また、「褒めるばかりではダメ、ときには厳しく罰を与えることも必要」
という意見もあるようです。

確かに、その通りなのかもしれません。
ただし、犬に「罰」という概念があれば、の話ですが……。

叩くタイミングが遅すぎると伝わらない

犬は、人間に比べるとかなり痛みに強い生き物です。
つまり、叩いたり殴ったりすることは、痛みで犬を支配できているわけではないんですね。

じゃあ、遠慮せずにバンバン叩いてもいいのか?といえば、それは違います。
意味もなく叩いたり蹴ったりすれば、痛くても痛くなくても
それはただの暴力であり、まごうことなく虐待行為です。
絶対に許されるものではありません。

では、正しく叩く、ということはありえるのでしょうか?
仮に何か悪いことをしているのを止めさせるために叩くのだとしたら、
その場合は叩くというより、体をつつく程度(ボディータッチ)の強さで充分です。

そしてなによりも重要なのは叩くことではなく、そのタイミング。
やってはいけないことをしているまさにその瞬間か、
せめて1秒以内にはボディータッチが完了していることが必要
です。

しかし、たいがいの飼い主さんは
「あっ!○○ちゃん、何やってるの、ダメでしょう!」ゴチン!
というタイミングで叩いてしまっています。
これではあまりにも遅すぎます。

遅すぎる=犬はなぜ叩かれたのかわからない……
となるのは必至ですが、話しはそこで終わりません。

一番怖いのはその結果として、犬からの信頼を失ってしまうことなのです。

犬は、信頼できない飼い主を真のリーダーとは認めてくれません。
つまり、しつけるつもりで叩いたはずなのに、
しつけからは程遠い関係へとどんどんずれていってしまうのです。

飼い主の手の役割

飼い主の手は、犬にとって優しくなでてくれる素敵なものであってほしいものです。
なぜなら、抱き上げるときもゴハンを与えるときもオモチャを渡すときも、
そこにはいつも「手」が介在するからです。

そんな素敵であるはずの手が
「理不尽に自分を殴るかもしれない」という目をして犬が見ていたら、
その犬は果たして本当の意味で飼い主のすぐ近くでリラックスできるでしょうか?

心の底からリラックスすることができない犬が、
飼い主の理想とするいい子になれるはずがありません。

飼い主さんの手は、愛犬にとってこの世で一番大好きな部分であってほしいものです。

**データ部**
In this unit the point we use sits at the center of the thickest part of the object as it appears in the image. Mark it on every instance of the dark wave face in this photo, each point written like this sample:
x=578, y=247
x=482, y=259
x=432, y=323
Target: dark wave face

**次の課題**
1 – 犬のしつけに関する抜粋を、「という意見もあるようです。」を含むところから始め、「それはただの暴力であり、まごうことなく虐待行為です。」のあとで止めて、そのまま書き写せ。
2 – 記録の全行を、1行につき1つの文字列とするJSONの配列にまとめよ。空行は含めない。
抜粋と記録のあいだに関連はない。

**課題ごとの解答**
1 –
という意見もあるようです。

確かに、その通りなのかもしれません。
ただし、犬に「罰」という概念があれば、の話ですが……。

叩くタイミングが遅すぎると伝わらない

犬は、人間に比べるとかなり痛みに強い生き物です。
つまり、叩いたり殴ったりすることは、痛みで犬を支配できているわけではないんですね。

じゃあ、遠慮せずにバンバン叩いてもいいのか?といえば、それは違います。
意味もなく叩いたり蹴ったりすれば、痛くても痛くなくても
それはただの暴力であり、まごうことなく虐待行為です。

2 –
[
  "In this unit the point we use sits at the center of the thickest part of the object as it appears in the image. Mark it on every instance of the dark wave face in this photo, each point written like this sample:",
  "x=578, y=247",
  "x=482, y=259",
  "x=432, y=323",
  "Target: dark wave face"
]